:: What the exercise asks ::
Please rewrite every line of the listing with "pixel coordinates" changed to "image coordinates" and nothing else altered, leaving out the pictures.

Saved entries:
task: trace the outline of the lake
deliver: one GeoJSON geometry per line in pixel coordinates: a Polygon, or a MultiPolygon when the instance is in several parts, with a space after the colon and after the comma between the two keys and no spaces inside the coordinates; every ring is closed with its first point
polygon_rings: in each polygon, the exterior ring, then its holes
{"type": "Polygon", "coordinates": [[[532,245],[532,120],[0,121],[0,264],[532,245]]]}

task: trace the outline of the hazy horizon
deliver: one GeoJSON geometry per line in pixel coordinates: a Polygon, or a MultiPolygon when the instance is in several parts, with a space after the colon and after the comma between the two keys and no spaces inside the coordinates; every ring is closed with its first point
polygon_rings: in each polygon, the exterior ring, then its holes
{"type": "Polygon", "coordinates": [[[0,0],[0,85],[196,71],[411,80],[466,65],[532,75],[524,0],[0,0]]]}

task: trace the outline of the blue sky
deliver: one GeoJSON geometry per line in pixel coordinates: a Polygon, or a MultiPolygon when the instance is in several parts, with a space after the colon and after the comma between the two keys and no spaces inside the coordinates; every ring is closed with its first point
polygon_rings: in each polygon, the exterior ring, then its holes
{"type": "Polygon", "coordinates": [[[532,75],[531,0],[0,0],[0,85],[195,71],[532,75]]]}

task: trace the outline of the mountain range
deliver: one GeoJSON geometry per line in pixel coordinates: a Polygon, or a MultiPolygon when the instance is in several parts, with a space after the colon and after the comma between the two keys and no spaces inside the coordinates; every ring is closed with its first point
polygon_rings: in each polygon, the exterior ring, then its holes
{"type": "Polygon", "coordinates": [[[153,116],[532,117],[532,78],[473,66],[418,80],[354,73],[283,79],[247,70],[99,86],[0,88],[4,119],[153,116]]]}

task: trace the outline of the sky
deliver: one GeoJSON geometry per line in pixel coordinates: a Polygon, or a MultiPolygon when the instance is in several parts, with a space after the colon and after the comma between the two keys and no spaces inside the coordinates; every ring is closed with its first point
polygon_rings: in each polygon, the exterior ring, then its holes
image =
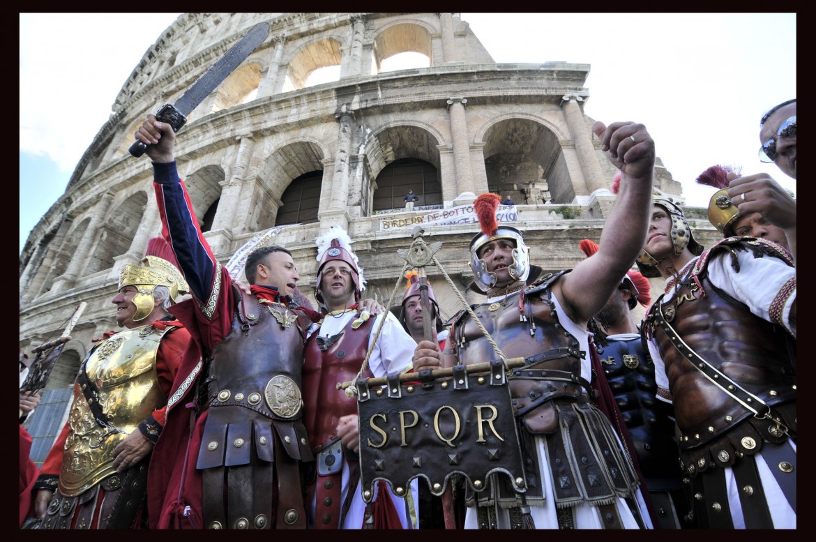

:: Exercise result ::
task: trace the outline of the lake
deliver: one GeoJSON geometry per line in image coordinates: a Polygon, or a MultiPolygon when the instance is in several parts, with a space after the colon and after the comma between the two keys and no spaces inside the coordinates; every ring is closed with its first point
polygon_rings: in each polygon, the exterior ring, then its holes
{"type": "Polygon", "coordinates": [[[532,245],[532,120],[0,121],[0,264],[532,245]]]}

task: trace the outline of the hazy horizon
deliver: one GeoJSON geometry per line in image coordinates: a Polygon, or a MultiPolygon when the instance is in several parts, with a space after the colon and after the comma between the two keys and no spaces inside the coordinates; every ring is closed with its first point
polygon_rings: in each polygon, the exterior ring, then its holes
{"type": "Polygon", "coordinates": [[[0,0],[0,85],[196,71],[411,80],[466,65],[532,75],[524,0],[0,0]]]}

task: trace the outline of the blue sky
deliver: one GeoJSON geometry per line in image coordinates: a Polygon, or a MultiPolygon when the instance is in several parts, with a space after the colon and after the comma between the two keys and no spaces inside the coordinates; every ring is closed with its first point
polygon_rings: in each polygon, the exterior ring, then its holes
{"type": "Polygon", "coordinates": [[[532,75],[531,0],[0,0],[0,85],[195,71],[532,75]]]}

task: trace the outline of the mountain range
deliver: one GeoJSON geometry per line in image coordinates: a Polygon, or a MultiPolygon when the instance is in several parts, with a space after the colon and after the comma between the two keys and no spaces inside the coordinates; every ring is closed with its first point
polygon_rings: in each polygon, the exterior ring, then its holes
{"type": "Polygon", "coordinates": [[[153,116],[532,117],[532,78],[473,66],[418,80],[354,73],[283,79],[247,70],[99,86],[0,88],[4,119],[153,116]]]}

task: trace the outline of the sky
deliver: one GeoJSON geometry per line in image coordinates: a Polygon, or a MultiPolygon when the instance is in several parts, with a space after the colon and after the comma between the two keys and no spaces inside the coordinates; every ring is closed with its first point
polygon_rings: in each polygon, the exterior ring, then its holes
image =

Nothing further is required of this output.